(Saved entries)

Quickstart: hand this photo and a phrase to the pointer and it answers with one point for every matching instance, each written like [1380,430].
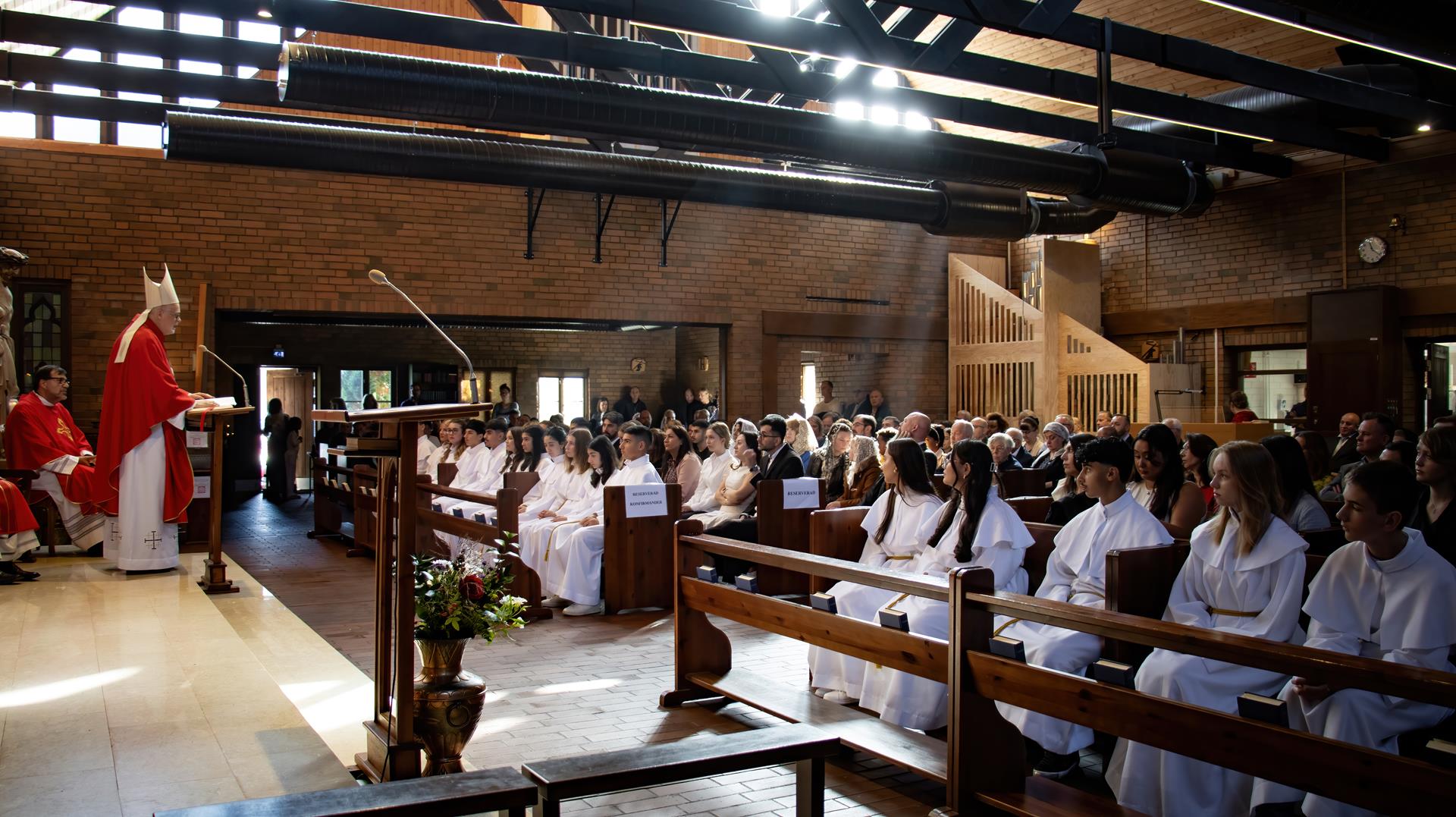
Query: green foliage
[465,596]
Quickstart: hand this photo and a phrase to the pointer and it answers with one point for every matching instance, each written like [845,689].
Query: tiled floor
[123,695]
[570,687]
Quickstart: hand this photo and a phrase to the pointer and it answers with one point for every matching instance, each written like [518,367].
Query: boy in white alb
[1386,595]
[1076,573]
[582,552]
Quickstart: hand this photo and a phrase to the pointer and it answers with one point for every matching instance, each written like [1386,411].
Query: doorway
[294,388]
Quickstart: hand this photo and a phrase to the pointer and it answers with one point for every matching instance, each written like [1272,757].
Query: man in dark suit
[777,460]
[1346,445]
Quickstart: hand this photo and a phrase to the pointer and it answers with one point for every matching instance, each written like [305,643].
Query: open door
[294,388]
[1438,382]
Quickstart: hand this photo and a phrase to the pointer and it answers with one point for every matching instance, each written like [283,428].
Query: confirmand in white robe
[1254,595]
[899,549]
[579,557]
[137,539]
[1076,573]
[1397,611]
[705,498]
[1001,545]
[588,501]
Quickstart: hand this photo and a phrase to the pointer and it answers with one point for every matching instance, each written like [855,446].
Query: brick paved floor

WHAT YOU ARE ASKED TO DO: Drop every picture and repeat the rest of the entries exactly.

RESPONSE:
Quickstart: hand this photo and a phrase to the pointer and it answers with one point for every matching instance, each written like [1380,430].
Query: green foliage
[465,596]
Quickstart: hand this photo and a phrase to the pointer and it answers with one point for every matching instance, each written like [845,689].
Query: tiled floor
[123,695]
[570,687]
Quickstart: hand this photo and a phrase to the pointer and it answers with one point for every matching instance, each written like [518,367].
Query: boy in white alb
[1386,595]
[1076,573]
[582,552]
Quickstart: hand this photo and a phrase to the pointer and it answers with one point for every matching instance, each written like [1386,411].
Query: doorway
[294,388]
Quickstart: hand this photo and a phrase to the pointer and it answers with one point for every matching instance, each written like [1272,757].
Query: man in dark suit
[777,460]
[1346,445]
Quickstart: hand this photo and a phrase to the pointer and it answers with one point for every matching instance, each written like [305,643].
Query: open door
[294,388]
[1438,382]
Quickstart: hand this photo and a phrase to the pointer and it answers with one point for every matching instance, each written like [283,428].
Query: confirmand in white robe
[1254,595]
[899,549]
[579,557]
[137,539]
[1076,573]
[1397,611]
[705,498]
[1001,545]
[588,501]
Quickstart: hand this photo and a phrase to the pointer and it answers with one point for every matching instance, each written like [855,446].
Query: brick paved floor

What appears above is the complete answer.